Work instructions:
Can you print, without changes, the lines of the data from the one containing "the desert vegetation" through the end of the data, both ends included, leaving out any pictures?

The input:
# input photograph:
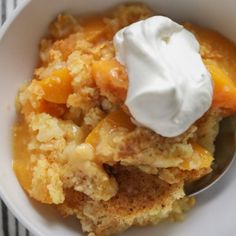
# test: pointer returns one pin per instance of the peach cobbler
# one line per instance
(77, 143)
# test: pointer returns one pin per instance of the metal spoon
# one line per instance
(225, 153)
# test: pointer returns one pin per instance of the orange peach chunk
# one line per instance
(57, 87)
(111, 78)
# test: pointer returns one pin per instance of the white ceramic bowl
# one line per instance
(215, 213)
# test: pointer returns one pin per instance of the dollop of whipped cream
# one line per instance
(169, 86)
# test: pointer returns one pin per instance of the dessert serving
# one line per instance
(122, 111)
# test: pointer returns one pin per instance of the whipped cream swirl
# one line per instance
(169, 85)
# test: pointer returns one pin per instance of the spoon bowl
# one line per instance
(225, 147)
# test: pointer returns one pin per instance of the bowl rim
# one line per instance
(10, 205)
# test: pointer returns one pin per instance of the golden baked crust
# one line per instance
(110, 176)
(142, 199)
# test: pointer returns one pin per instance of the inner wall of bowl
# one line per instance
(18, 57)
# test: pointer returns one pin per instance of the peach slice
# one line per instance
(57, 87)
(224, 90)
(22, 165)
(219, 55)
(201, 158)
(111, 78)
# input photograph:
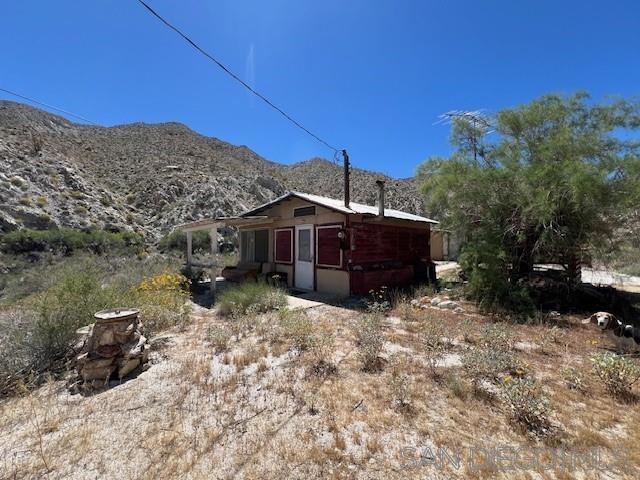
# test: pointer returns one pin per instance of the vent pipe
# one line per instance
(347, 189)
(380, 184)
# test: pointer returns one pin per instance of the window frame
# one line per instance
(336, 226)
(275, 245)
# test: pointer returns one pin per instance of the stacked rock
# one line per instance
(114, 345)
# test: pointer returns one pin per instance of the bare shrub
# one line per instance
(435, 343)
(548, 337)
(400, 383)
(617, 373)
(219, 338)
(320, 349)
(379, 301)
(370, 340)
(529, 406)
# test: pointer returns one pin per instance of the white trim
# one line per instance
(291, 231)
(339, 226)
(305, 271)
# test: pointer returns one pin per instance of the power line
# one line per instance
(42, 104)
(236, 77)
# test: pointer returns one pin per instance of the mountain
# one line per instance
(149, 177)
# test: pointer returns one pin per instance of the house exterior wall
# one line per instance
(438, 245)
(375, 253)
(333, 281)
(386, 253)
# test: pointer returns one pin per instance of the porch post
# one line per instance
(189, 248)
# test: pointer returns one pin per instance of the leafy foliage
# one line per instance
(528, 404)
(548, 180)
(617, 373)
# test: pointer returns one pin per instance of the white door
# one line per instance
(304, 257)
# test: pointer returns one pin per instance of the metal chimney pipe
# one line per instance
(347, 171)
(380, 184)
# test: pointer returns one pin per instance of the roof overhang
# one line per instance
(209, 223)
(338, 206)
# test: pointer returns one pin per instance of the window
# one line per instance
(284, 245)
(329, 251)
(304, 245)
(254, 245)
(304, 211)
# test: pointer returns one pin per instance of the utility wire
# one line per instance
(236, 77)
(42, 104)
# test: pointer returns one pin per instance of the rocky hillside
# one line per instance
(148, 177)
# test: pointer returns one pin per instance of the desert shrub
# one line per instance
(219, 337)
(39, 331)
(17, 181)
(400, 384)
(320, 349)
(435, 343)
(162, 300)
(550, 336)
(497, 336)
(617, 373)
(251, 298)
(379, 301)
(370, 341)
(573, 379)
(66, 241)
(489, 364)
(467, 327)
(457, 387)
(297, 327)
(528, 405)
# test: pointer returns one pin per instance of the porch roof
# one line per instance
(209, 223)
(338, 206)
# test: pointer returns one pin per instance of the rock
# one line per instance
(448, 305)
(127, 366)
(114, 343)
(424, 300)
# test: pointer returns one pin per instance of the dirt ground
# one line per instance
(258, 410)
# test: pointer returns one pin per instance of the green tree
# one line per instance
(546, 181)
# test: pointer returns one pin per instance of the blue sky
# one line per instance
(368, 75)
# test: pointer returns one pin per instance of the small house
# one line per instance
(316, 243)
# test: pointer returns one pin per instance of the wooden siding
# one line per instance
(375, 243)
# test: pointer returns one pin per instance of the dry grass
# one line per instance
(252, 410)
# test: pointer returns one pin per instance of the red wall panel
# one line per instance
(385, 243)
(329, 246)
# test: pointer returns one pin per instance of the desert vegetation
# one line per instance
(327, 391)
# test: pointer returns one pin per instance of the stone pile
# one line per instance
(113, 346)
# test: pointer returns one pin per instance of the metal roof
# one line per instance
(338, 205)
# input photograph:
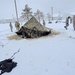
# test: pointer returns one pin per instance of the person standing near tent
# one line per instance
(74, 22)
(67, 22)
(11, 27)
(17, 25)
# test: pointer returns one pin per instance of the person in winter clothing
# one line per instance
(11, 27)
(67, 22)
(17, 25)
(44, 22)
(74, 22)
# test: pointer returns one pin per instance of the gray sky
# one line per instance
(7, 7)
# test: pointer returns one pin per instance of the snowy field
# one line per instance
(43, 56)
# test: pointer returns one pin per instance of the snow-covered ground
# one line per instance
(43, 56)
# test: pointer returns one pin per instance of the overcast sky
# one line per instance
(7, 7)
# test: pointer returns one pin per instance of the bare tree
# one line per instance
(26, 12)
(39, 15)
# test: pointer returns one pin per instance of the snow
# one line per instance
(51, 55)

The reply:
# test: pointer returns one pin per instance of the desert vegetation
# one line per instance
(327, 391)
# test: pointer returns one pin per instance of the stone pile
# one line per instance
(113, 346)
# test: pointer returns one pin per instance of the metal roof
# one line per instance
(338, 205)
# input photograph:
# test: pointer returns one pin per instance of the person standing near tent
# one line per instance
(74, 22)
(67, 22)
(11, 27)
(17, 25)
# test: pointer returns one pin per instance of the person in winter clothing
# one line per instance
(11, 27)
(67, 22)
(17, 25)
(44, 22)
(74, 22)
# test: pointer returns one pin per instance of the gray sky
# one line per instance
(7, 7)
# test: pointer returns one pin per instance of the snowy field
# one line per instance
(43, 56)
# test: pointer returns one pin per instance of the snow-covered ground
# one line per instance
(43, 56)
# test: pointer returns one pin per instance of the overcast sky
# one line per instance
(7, 7)
# test: pointer returns one pin per instance of the bare tree
# one line per instance
(26, 12)
(39, 15)
# test: pointer returns one pin per instance of the snow
# one line per instance
(51, 55)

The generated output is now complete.